── SOURCE PASSAGE ──

If there is one thing that unites the 7 Bn+ people in the world right now, it is the fight against coronavirus. While life and business carry on through video calls and virtual meetings, the challenge here is that there is no playbook for individuals or business leaders to handle this new reality.
The survivors of the major market crashes of the past — from the dotcom bubble burst to 9/11 and the 2008 recession — have reiterated that this 2020 market crash is unprecedented. Talking to Inc42 cofounder and CEO Vaibhav Vardhan in the first #StartupsVsCovid19 ‘Ask Me Anything’ session, 3one4 Capital founding partner Siddarth Pai said that this market crisis is a combination of all three.
Pai joined us as a part of Inc42’s effort to help startups traverse this unprecedented crisis, which has put several businesses on pause. After receiving over 200 questions from entrepreneurs over last week, Pai was one of the first ecosystem experts to answer these questions.
Over the last few weeks, we have seen businesses going remote, funding talks freeze, a country-wide lockdown leading to disruption across sectors and expectations of major job cuts. Several experts have observed that funding is going to be scarce this year and the startups need to start conserving cash to build a runway for 12-18 months.

───

**PROBLEMS TO WORK ON:**
1) Using the passage about startups and coronavirus, decide whether each statement agrees with it, and quote the words that decide: (a) Siddarth Pai is a founding partner of 3one4 Capital; (b) fewer than 100 questions came in from entrepreneurs; (c) experts say startups should build a runway of about six months.
2) Reproduce word for word the span of the passage about startups and coronavirus that begins at the words "The survivors of" and ends after "of all three.".
Base your answers solely on the passage about startups and coronavirus.

── INFORMATION ──

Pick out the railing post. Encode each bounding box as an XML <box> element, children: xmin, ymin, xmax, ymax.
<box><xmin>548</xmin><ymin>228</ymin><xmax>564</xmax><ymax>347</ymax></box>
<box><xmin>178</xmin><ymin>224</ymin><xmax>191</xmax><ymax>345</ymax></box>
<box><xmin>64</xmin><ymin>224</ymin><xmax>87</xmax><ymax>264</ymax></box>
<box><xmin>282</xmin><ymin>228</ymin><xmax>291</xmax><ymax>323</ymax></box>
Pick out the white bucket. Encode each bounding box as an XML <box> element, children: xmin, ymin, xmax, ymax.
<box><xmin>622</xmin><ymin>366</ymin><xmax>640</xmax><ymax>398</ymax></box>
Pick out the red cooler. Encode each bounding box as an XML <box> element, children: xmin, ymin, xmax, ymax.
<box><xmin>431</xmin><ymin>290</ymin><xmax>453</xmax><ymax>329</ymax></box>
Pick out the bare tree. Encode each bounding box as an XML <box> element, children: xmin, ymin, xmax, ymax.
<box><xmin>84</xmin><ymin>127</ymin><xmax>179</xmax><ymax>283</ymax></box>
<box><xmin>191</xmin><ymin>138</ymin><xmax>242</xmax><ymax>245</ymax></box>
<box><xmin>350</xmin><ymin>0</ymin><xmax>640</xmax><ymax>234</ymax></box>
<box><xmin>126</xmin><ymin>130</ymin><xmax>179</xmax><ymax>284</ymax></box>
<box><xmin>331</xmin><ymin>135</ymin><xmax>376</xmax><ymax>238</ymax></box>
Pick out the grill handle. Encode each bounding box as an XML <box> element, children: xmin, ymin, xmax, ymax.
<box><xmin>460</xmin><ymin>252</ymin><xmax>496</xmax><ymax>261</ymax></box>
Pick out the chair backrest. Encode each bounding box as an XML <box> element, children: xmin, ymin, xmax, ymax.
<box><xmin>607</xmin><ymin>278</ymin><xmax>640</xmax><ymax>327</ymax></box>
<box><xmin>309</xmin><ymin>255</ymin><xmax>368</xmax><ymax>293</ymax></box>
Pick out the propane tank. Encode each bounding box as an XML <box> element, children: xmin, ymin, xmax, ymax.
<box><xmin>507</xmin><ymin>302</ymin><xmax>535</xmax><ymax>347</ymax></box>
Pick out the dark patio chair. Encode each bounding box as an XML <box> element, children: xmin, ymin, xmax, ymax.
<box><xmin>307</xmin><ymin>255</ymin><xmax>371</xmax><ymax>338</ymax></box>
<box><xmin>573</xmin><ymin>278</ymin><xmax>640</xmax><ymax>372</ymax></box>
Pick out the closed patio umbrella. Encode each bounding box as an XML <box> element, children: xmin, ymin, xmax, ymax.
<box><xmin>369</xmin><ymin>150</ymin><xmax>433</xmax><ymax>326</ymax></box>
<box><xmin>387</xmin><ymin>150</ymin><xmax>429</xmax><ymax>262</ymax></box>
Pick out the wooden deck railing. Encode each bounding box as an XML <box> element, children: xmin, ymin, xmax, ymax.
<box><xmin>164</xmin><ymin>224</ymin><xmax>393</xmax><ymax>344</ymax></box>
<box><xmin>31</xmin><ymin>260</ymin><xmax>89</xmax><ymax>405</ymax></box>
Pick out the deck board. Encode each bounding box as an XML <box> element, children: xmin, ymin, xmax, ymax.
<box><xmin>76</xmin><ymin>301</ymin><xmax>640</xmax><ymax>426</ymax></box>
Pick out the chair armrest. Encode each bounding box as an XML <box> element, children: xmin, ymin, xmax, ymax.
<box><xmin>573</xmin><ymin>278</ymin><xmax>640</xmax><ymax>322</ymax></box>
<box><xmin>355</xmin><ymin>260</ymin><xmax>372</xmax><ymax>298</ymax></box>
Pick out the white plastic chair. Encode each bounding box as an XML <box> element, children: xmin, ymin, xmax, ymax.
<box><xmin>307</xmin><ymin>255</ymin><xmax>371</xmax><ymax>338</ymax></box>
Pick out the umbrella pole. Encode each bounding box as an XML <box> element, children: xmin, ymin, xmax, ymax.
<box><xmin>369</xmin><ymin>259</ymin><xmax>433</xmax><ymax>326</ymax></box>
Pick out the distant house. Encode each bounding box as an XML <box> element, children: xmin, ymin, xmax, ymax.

───

**RESULTS OF THE EXERCISE:**
1)
(a) Yes: "3one4 Capital founding partner Siddarth Pai"
(b) No: "After receiving over 200 questions from entrepreneurs over last week"
(c) No: "the startups need to start conserving cash to build a runway for 12-18 months"

2)
The survivors of the major market crashes of the past — from the dotcom bubble burst to 9/11 and the 2008 recession — have reiterated that this 2020 market crash is unprecedented. Talking to Inc42 cofounder and CEO Vaibhav Vardhan in the first #StartupsVsCovid19 ‘Ask Me Anything’ session, 3one4 Capital founding partner Siddarth Pai said that this market crisis is a combination of all three.